--- Task details ---
Each record should be returned exactly as it is written.

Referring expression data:
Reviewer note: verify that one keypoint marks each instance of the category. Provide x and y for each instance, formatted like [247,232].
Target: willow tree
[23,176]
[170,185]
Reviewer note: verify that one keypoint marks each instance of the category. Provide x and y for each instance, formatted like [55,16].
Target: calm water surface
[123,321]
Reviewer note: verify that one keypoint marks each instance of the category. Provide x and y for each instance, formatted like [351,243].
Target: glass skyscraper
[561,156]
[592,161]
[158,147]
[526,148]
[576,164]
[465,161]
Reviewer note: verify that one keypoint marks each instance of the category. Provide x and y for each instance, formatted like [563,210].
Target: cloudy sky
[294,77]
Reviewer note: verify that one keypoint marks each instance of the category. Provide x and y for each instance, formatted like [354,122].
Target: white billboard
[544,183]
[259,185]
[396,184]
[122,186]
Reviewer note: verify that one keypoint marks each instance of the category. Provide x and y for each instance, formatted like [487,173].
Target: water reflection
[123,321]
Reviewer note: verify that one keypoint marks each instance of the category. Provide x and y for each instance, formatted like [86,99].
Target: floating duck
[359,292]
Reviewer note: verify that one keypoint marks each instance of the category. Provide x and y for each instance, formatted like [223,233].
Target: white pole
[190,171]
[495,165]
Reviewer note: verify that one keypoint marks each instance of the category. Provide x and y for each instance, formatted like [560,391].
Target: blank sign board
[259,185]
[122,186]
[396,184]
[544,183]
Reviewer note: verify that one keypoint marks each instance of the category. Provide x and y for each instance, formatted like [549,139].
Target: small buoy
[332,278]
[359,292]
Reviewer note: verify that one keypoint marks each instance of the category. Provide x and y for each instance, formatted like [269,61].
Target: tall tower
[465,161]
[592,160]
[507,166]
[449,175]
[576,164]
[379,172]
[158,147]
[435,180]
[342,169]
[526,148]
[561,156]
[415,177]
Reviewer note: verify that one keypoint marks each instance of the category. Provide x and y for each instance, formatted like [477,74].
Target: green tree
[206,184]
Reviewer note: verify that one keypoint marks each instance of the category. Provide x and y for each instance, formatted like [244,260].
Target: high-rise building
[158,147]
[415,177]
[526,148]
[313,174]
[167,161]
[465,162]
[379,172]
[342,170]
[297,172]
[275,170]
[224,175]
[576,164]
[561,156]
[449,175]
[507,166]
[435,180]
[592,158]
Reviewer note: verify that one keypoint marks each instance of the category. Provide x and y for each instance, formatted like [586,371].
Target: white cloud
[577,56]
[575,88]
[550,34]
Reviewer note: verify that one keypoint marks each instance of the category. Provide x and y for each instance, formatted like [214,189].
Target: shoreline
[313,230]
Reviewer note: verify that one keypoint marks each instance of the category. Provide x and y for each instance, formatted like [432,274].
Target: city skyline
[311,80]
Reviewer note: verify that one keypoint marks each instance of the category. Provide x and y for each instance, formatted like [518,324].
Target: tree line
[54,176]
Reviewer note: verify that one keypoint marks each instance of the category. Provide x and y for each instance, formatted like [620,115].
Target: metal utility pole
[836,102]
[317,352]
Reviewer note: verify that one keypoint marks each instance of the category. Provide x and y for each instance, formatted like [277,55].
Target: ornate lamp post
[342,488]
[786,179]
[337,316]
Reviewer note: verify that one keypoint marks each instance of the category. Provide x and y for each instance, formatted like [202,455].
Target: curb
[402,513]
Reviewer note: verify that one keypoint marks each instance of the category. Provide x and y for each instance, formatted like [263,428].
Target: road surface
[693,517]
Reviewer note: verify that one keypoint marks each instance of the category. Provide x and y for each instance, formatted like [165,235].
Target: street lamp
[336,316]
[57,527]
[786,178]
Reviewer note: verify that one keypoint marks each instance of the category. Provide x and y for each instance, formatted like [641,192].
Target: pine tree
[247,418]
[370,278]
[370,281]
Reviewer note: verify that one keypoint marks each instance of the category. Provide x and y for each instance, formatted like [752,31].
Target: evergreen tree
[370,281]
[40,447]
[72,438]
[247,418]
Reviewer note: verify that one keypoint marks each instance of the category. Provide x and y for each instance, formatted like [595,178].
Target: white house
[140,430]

--- Task solution ---
Reviewer note: verify that one keypoint marks each instance of the category. Provide x and y for each instance, formatted like [247,232].
Target: willow tree
[23,176]
[170,185]
Reviewer note: verify that one keypoint marks each instance of the category. Provide x and y for each instance, formatted like [55,16].
Target: calm water surface
[123,321]
Reviewer note: verify that one keypoint marks each instance of the category. Provide x and y for each instance, formatted like [351,243].
Target: glass skyscraper
[561,156]
[592,161]
[158,147]
[526,148]
[576,164]
[465,161]
Reviewer note: verify that one keypoint marks each instance of the category. Provide x and y for each instance, formatted like [563,210].
Target: cloudy sky
[294,77]
Reviewer note: verify that one keypoint marks each instance of the category. Provide x and y for each instance, formatted like [354,122].
Target: white billboard
[544,183]
[259,185]
[396,184]
[122,186]
Reviewer note: verify that one keypoint marks each instance of the category. Provide x and y for each instance, formatted like [487,173].
Target: water reflection
[123,321]
Reviewer note: verify that one keypoint marks each instance of the category. Provide x and y for each instance, formatted like [86,99].
Target: floating duck
[359,292]
Reviewer note: verify that one keypoint marks each instance of the category. Provide x and y for each instance, formatted like [223,233].
Target: white pole
[190,171]
[495,165]
Reviewer note: verify that one keypoint marks each instance of the category. Provide x and y for each instance, formatted like [560,391].
Target: blank sign board
[259,185]
[122,186]
[396,184]
[544,183]
Reviewer note: verify that one keypoint marks each instance of the category. Provide x and y for each instance, formatted like [549,139].
Target: small buoy
[332,278]
[359,292]
Reviewer note: verify that one keypoint marks each instance of the category. Provide x and y for each instance, formatted like [269,61].
Target: tall tower
[465,161]
[592,160]
[507,166]
[449,175]
[576,164]
[379,172]
[158,147]
[435,180]
[342,169]
[526,148]
[561,156]
[415,177]
Reviewer note: verify that one keypoint marks each instance of the category. Provide x and y for each instance, formatted like [477,74].
Target: green tree
[206,184]
Reviewer note: verify that one keypoint marks each instance of the category. Provide x and y for each instance, formatted like [244,260].
Target: high-rise building
[158,147]
[415,177]
[526,148]
[313,174]
[167,161]
[465,162]
[379,172]
[342,170]
[297,172]
[275,170]
[224,175]
[576,164]
[561,156]
[449,175]
[507,166]
[435,180]
[592,158]
Reviewer note: verify that one keypoint marks each instance of the category. Provide x and y for each instance, formatted like [586,371].
Target: white cloud
[577,56]
[575,88]
[550,34]
Reviewer note: verify that one keypoint marks each instance of the category. Provide x and y for each instance, formatted like [214,189].
Target: shoreline
[313,230]
Reviewer note: verify that one keypoint marks each instance of the category. Provide x and y for each instance, formatted like [432,274].
Target: city skyline
[311,80]
Reviewer note: verify that one keypoint marks each instance of the category. Provide x and y for each instance, formatted like [518,324].
Target: tree line
[54,176]
Reviewer note: verify that one keypoint marks each instance of the category. Provide x and y for each instance, formatted like [620,115].
Target: metal utility pole
[836,102]
[317,352]
Reviewer note: verify that one keypoint marks each instance of the category. Provide x and y for each instance, formatted like [277,55].
Target: ornate lamp post
[342,488]
[786,179]
[337,316]
Reviewer note: verify that one keypoint marks each instance of the category. Provide x and y for each instance, formatted like [202,455].
Target: curb
[402,513]
Reviewer note: verify that one keypoint marks each instance of the category. Provide x and y for each instance, formatted like [263,428].
Target: road surface
[693,517]
Reviewer note: verify that one keypoint marks each instance of the category. Provide x and y for each instance, formatted like [165,235].
Target: street lamp
[336,316]
[57,527]
[786,178]
Reviewer note: verify that one keypoint marks each instance of the category. Provide x and y for each instance, formatted like [641,192].
Target: pine tree
[247,418]
[370,278]
[370,281]
Reviewer note: verify that one keypoint marks each instance of the category. Provide x and y for each instance, formatted like [752,31].
Target: evergreen tree
[370,281]
[40,447]
[72,438]
[247,418]
Reviewer note: verify that one keypoint marks each instance of the category. Provide x and y for each instance, formatted like [595,178].
Target: white house
[140,430]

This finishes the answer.